Can you reproduce word for word everything in the Edward Koren tribute from "Trying to describe" down to "for that handshake."?

#### [Page excerpt]
..........

Edward Koren, the Cheery Philosopher of Cartoons

The artist, who was first published in The New Yorker in 1962, never stopped marvelling at the miracle of a cartoon’s creation.
A photo of Edward Koren standing in front of a desk while wearing a fleece zipup and holding a mug.
Photograph by James M. Patterson © Valley News

“Being one of the anciens in your new flock, I will be particularly pleased to work with you, as well as offer up whatever of my accumulated institutional wisdom you might find useful,” the artist Edward Koren wrote to me—in his jaunty, winkingly semi-formal way—when I became cartoon editor. He went on, “I’m eager to shake your hand and continue on the familiar—and immensely satisfying—path I’ve been taking for a while now.” At the time, he was eighty-one, and “a while” denoted fifty-four years of publishing cartoons of his beaky, hirsute creatures—whether human or flora or fauna—in our pages. This morning, he died at eighty-seven, having produced more than a thousand New Yorker gags, illustrations, and covers.

“Call it vanity, call it narcissism, call it egomania. I love you.”
Cartoon by Edward Koren

Trying to describe Ed to a friend recently, I kept returning to the phrase “rubber ball.” The man was indefatigable, unsinkable—biking, hiking, skiing, and salsa dancing more than most people a quarter of his age do. He was perpetually rosy-cheeked, from all the athletics, no doubt, and from decades of jollity. The first time we met, he’d driven himself down from Brookfield, Vermont (where he served as a volunteer firefighter, in addition to being the state’s second cartoonist laureate) and then biked from Greenwich Village to the World Trade Center, all for that handshake.

..........

#### [Recorded information]
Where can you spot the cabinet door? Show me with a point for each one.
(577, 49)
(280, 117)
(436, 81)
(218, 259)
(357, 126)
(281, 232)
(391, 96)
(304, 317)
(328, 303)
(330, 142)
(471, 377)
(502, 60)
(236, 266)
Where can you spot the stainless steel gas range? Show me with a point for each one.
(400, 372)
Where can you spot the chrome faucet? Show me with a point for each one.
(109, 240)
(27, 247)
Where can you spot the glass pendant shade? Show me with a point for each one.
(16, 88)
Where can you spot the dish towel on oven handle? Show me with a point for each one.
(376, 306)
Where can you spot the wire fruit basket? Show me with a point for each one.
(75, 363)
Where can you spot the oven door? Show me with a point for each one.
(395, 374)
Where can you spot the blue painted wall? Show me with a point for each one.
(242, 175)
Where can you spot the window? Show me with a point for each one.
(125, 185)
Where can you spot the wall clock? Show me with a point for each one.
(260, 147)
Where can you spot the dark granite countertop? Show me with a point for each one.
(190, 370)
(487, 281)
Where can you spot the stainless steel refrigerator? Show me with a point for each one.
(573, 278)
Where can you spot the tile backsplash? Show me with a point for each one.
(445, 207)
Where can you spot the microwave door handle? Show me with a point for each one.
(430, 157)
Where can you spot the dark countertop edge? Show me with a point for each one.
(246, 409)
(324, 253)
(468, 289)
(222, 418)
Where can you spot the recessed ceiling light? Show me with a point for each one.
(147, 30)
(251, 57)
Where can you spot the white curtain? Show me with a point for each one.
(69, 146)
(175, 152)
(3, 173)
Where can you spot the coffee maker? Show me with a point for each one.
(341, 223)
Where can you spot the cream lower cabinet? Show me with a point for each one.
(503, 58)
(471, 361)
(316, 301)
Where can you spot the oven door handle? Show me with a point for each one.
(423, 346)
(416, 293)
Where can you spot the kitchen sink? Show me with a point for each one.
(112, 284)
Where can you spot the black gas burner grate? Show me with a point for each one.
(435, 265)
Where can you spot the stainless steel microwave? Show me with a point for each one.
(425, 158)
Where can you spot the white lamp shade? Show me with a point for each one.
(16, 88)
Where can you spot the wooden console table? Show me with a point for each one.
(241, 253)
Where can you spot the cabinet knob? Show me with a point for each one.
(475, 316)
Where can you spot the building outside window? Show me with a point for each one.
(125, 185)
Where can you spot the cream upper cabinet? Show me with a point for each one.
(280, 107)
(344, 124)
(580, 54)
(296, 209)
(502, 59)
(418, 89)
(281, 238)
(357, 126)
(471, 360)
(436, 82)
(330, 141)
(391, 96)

..........

#### [Answer to the task]
Trying to describe Ed to a friend recently, I kept returning to the phrase “rubber ball.” The man was indefatigable, unsinkable—biking, hiking, skiing, and salsa dancing more than most people a quarter of his age do. He was perpetually rosy-cheeked, from all the athletics, no doubt, and from decades of jollity. The first time we met, he’d driven himself down from Brookfield, Vermont (where he served as a volunteer firefighter, in addition to being the state’s second cartoonist laureate) and then biked from Greenwich Village to the World Trade Center, all for that handshake.